## [PROBLEM TO SOLVE]
Copy all the material that follows, keeping every character the same.

>> begin RECORD EXCERPTS

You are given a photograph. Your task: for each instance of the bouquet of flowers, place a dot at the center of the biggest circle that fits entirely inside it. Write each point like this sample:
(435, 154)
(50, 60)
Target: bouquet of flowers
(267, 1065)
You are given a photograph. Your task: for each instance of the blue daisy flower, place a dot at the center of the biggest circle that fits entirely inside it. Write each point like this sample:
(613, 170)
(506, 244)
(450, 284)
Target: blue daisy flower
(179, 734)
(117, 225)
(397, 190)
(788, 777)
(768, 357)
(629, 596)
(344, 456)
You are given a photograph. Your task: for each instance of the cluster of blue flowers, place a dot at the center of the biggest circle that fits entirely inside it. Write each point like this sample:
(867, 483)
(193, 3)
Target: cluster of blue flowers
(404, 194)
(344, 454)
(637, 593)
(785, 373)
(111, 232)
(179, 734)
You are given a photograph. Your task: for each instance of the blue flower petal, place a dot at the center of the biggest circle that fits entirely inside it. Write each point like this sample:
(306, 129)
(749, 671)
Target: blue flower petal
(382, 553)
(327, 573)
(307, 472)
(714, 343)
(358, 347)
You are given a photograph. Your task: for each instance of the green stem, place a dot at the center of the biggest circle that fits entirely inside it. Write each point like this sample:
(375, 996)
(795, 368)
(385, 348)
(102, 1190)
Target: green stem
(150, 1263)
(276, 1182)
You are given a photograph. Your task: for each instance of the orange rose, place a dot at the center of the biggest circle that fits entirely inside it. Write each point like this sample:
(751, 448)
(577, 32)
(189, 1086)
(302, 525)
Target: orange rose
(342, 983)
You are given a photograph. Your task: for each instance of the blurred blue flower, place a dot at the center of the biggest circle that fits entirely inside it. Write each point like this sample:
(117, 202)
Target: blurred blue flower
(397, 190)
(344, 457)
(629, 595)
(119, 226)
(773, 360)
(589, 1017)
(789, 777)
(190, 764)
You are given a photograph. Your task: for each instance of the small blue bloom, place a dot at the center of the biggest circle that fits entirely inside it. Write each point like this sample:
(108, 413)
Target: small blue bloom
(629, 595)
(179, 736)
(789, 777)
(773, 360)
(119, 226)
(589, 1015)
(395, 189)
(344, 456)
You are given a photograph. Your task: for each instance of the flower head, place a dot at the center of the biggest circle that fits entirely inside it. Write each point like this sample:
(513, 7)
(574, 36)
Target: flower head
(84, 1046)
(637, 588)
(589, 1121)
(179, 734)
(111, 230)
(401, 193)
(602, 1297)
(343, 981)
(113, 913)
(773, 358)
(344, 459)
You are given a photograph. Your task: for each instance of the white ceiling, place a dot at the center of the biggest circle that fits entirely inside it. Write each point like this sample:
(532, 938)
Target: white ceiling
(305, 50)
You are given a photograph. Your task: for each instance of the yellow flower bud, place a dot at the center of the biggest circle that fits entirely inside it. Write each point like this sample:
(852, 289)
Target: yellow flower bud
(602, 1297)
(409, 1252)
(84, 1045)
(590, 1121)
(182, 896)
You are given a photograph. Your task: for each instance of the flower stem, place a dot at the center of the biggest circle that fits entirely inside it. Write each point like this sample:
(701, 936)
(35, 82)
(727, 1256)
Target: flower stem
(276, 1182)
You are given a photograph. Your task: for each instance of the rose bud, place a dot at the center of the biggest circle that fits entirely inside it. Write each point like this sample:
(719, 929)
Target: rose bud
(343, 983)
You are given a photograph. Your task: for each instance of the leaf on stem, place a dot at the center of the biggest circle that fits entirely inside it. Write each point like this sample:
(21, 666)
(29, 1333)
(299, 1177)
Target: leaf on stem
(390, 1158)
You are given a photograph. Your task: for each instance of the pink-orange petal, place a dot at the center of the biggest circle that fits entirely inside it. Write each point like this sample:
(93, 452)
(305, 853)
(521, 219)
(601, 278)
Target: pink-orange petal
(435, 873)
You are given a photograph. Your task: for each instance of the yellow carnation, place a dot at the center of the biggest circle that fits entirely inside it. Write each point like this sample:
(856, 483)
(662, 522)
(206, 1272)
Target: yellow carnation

>> end RECORD EXCERPTS

## [FINAL RESULT]
You are given a photograph. Your task: for each instance of the bouquet of flowers, place a dot at the center of the biggest circle that fits entirely inside it. Write each point like this sample:
(435, 154)
(50, 60)
Target: bouquet of flowers
(267, 1065)
You are given a photograph. Your task: for each instance of the blue daisy flower, place a dot at the center of the biggest circle that fits entirely inside it. Write each point like this sample:
(613, 170)
(506, 244)
(450, 284)
Target: blue daisy flower
(179, 734)
(117, 225)
(397, 190)
(788, 777)
(768, 357)
(629, 596)
(344, 456)
You are given a photograph. Your task: for each instance of the cluster of blue flowers, place a dot at the center of the biggest circle that fits entirely inside it. Write each point like this sample:
(867, 483)
(193, 3)
Target: cluster of blue flowers
(404, 194)
(344, 454)
(637, 593)
(785, 373)
(111, 232)
(179, 734)
You are given a photograph. Your task: for each instance of the blue flower petal, place a dot at the center of the biggest circle that fits entirely inside it. Write each point like this sample:
(306, 129)
(749, 671)
Target: blue flower petal
(382, 553)
(327, 573)
(307, 472)
(714, 343)
(358, 347)
You are given a photograph. Your task: for each instance of the green stem, place a dot at the center of the biggest circle that fits entirely inside it. Write each point like this sample:
(375, 996)
(795, 368)
(385, 348)
(102, 1190)
Target: green stem
(150, 1263)
(276, 1182)
You are given a photograph. Your task: for each instance of the orange rose, place a dot at the center of the biggest circle that fits entirely inside it. Write each point like this sample:
(751, 448)
(577, 32)
(189, 1086)
(302, 525)
Target: orange rose
(342, 983)
You are given a photograph. Your task: for each instance of the blurred blue flower, place a dot at the center of the biggest circle that fits entirely inside it. Write each point like this sample:
(117, 202)
Target: blurred blue flower
(397, 190)
(344, 457)
(629, 595)
(119, 226)
(773, 360)
(589, 1017)
(789, 777)
(190, 764)
You are given a photograph. Your task: for each instance of the small blue bloom, place a dot at the center of the biggest circle that fits entirely inside it. Write each point like this sample:
(108, 413)
Target: small blue bloom
(629, 595)
(179, 736)
(789, 777)
(773, 360)
(119, 226)
(589, 1015)
(395, 189)
(344, 456)
You are given a photograph. Your task: for each instance of the flower head, place a dot at the center of the biggest circle that fits entirely inside it. Write each point like this sample:
(513, 7)
(574, 36)
Target: flower head
(84, 1046)
(637, 588)
(589, 1121)
(179, 734)
(111, 230)
(401, 193)
(602, 1297)
(343, 981)
(113, 913)
(773, 358)
(344, 459)
You are given a photograph. Your task: for each instance of the white ceiling, place a dot at the center of the biggest circle that fits entirely inside it. Write each point like this sample:
(532, 938)
Target: white ceiling
(305, 50)
You are given a photograph. Your task: for each instance of the yellow flower bud, place a dot at the center of the biggest circle that fits entirely inside it. Write each point like this sample:
(852, 289)
Target: yellow flower bud
(602, 1297)
(409, 1252)
(84, 1045)
(590, 1121)
(182, 896)
You are given a photograph. Your task: for each instance of the flower stem, place a dot at the center of the biggest circle that fits entirely inside it. Write each point like this sample:
(701, 936)
(35, 82)
(727, 1256)
Target: flower stem
(276, 1182)
You are given a photograph. Your task: for each instance of the rose bud, place a dot at the center of the biggest circle that fits entirely inside it. Write each point like this sample:
(719, 929)
Target: rose bud
(343, 983)
You are given a photograph. Your task: for each instance of the leaf on stem, place a dot at the center of the biggest circle that fits entirely inside it. Write each point like this sample:
(21, 666)
(29, 1333)
(299, 1177)
Target: leaf on stem
(390, 1158)
You are given a photograph. Your task: for each instance of the pink-orange petal, place a dot at the center of the biggest circle that fits entirely inside it. Write each point like this sample:
(93, 452)
(305, 853)
(521, 219)
(601, 278)
Target: pink-orange petal
(435, 873)
You are given a photograph. Your task: for each instance of the yellow carnation, place a dot at the center of the biggest circle that fits entirely inside it. Write each point like this sample:
(856, 483)
(662, 522)
(206, 1272)
Target: yellow carnation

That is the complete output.